**Your instructions**
Could you copy the rows below word for word, leaving out the pictures?

═════ Listing ═════

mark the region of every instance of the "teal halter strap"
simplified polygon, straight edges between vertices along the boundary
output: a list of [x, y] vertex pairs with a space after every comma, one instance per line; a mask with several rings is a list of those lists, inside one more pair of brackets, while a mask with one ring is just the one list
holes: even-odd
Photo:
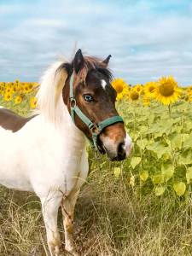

═════

**Response below**
mark the region of every instance of the "teal halter strap"
simplified polygon, straight edges between vertices along the boundary
output: a list of [x, y] vertex pairs with a space after every comma, one instance per line; a mask with several rings is a list of those lists, inside one more pair of brackets, while a mask with one ring is just the one list
holes: even-odd
Photo:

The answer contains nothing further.